§ **The data**
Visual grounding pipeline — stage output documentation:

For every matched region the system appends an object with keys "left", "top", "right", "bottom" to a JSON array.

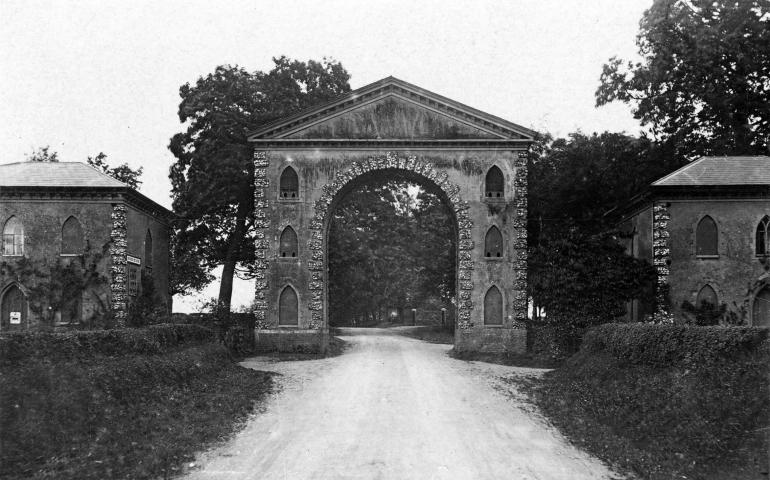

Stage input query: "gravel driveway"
[{"left": 183, "top": 329, "right": 614, "bottom": 480}]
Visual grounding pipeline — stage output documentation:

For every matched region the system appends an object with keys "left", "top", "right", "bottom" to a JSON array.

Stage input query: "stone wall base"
[
  {"left": 455, "top": 328, "right": 527, "bottom": 354},
  {"left": 254, "top": 328, "right": 329, "bottom": 353}
]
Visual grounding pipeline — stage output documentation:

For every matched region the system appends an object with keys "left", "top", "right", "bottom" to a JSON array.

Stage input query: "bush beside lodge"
[{"left": 0, "top": 162, "right": 173, "bottom": 333}]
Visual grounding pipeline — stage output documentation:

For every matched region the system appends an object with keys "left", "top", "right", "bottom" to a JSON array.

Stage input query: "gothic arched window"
[
  {"left": 484, "top": 166, "right": 505, "bottom": 198},
  {"left": 278, "top": 286, "right": 299, "bottom": 326},
  {"left": 695, "top": 216, "right": 719, "bottom": 256},
  {"left": 695, "top": 285, "right": 717, "bottom": 307},
  {"left": 756, "top": 215, "right": 770, "bottom": 255},
  {"left": 281, "top": 167, "right": 299, "bottom": 198},
  {"left": 144, "top": 228, "right": 152, "bottom": 268},
  {"left": 751, "top": 286, "right": 770, "bottom": 327},
  {"left": 61, "top": 217, "right": 83, "bottom": 255},
  {"left": 280, "top": 226, "right": 298, "bottom": 257},
  {"left": 484, "top": 287, "right": 503, "bottom": 325},
  {"left": 3, "top": 217, "right": 24, "bottom": 255},
  {"left": 484, "top": 227, "right": 503, "bottom": 258}
]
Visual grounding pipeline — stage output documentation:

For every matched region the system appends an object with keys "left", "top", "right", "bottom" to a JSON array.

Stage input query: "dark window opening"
[
  {"left": 695, "top": 216, "right": 719, "bottom": 256},
  {"left": 485, "top": 166, "right": 505, "bottom": 198},
  {"left": 484, "top": 227, "right": 503, "bottom": 258},
  {"left": 484, "top": 287, "right": 503, "bottom": 325},
  {"left": 756, "top": 215, "right": 770, "bottom": 255},
  {"left": 61, "top": 217, "right": 83, "bottom": 255},
  {"left": 3, "top": 217, "right": 24, "bottom": 255},
  {"left": 281, "top": 167, "right": 299, "bottom": 198},
  {"left": 280, "top": 227, "right": 298, "bottom": 257},
  {"left": 278, "top": 287, "right": 299, "bottom": 326},
  {"left": 144, "top": 230, "right": 152, "bottom": 268}
]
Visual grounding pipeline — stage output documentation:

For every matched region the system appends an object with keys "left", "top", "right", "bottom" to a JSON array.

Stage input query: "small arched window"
[
  {"left": 144, "top": 228, "right": 152, "bottom": 268},
  {"left": 695, "top": 285, "right": 717, "bottom": 307},
  {"left": 61, "top": 217, "right": 83, "bottom": 255},
  {"left": 3, "top": 217, "right": 24, "bottom": 255},
  {"left": 757, "top": 215, "right": 770, "bottom": 255},
  {"left": 751, "top": 286, "right": 770, "bottom": 327},
  {"left": 695, "top": 216, "right": 719, "bottom": 256},
  {"left": 484, "top": 287, "right": 503, "bottom": 325},
  {"left": 281, "top": 167, "right": 299, "bottom": 198},
  {"left": 278, "top": 286, "right": 299, "bottom": 326},
  {"left": 484, "top": 166, "right": 505, "bottom": 198},
  {"left": 484, "top": 227, "right": 503, "bottom": 258},
  {"left": 280, "top": 226, "right": 298, "bottom": 258}
]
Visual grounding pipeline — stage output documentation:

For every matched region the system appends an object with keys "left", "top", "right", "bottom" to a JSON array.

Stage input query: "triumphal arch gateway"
[{"left": 249, "top": 77, "right": 536, "bottom": 352}]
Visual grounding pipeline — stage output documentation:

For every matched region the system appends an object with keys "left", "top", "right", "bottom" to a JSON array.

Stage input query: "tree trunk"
[{"left": 219, "top": 191, "right": 249, "bottom": 307}]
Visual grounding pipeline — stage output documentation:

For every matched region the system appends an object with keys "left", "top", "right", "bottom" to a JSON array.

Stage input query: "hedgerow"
[
  {"left": 0, "top": 324, "right": 215, "bottom": 365},
  {"left": 581, "top": 323, "right": 770, "bottom": 367}
]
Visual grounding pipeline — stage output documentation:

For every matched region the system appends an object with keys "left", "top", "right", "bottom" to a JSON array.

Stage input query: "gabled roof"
[
  {"left": 652, "top": 156, "right": 770, "bottom": 187},
  {"left": 0, "top": 162, "right": 126, "bottom": 187},
  {"left": 248, "top": 77, "right": 537, "bottom": 143}
]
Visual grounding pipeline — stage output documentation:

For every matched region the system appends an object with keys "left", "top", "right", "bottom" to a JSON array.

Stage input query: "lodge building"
[{"left": 0, "top": 162, "right": 172, "bottom": 333}]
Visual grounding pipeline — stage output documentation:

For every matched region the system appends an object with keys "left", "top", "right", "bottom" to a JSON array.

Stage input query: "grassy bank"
[
  {"left": 0, "top": 343, "right": 271, "bottom": 479},
  {"left": 528, "top": 327, "right": 770, "bottom": 480}
]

§ **Task instructions**
Count the lines in the items above that contain the string "lodge", and give only the number.

§ **Output**
2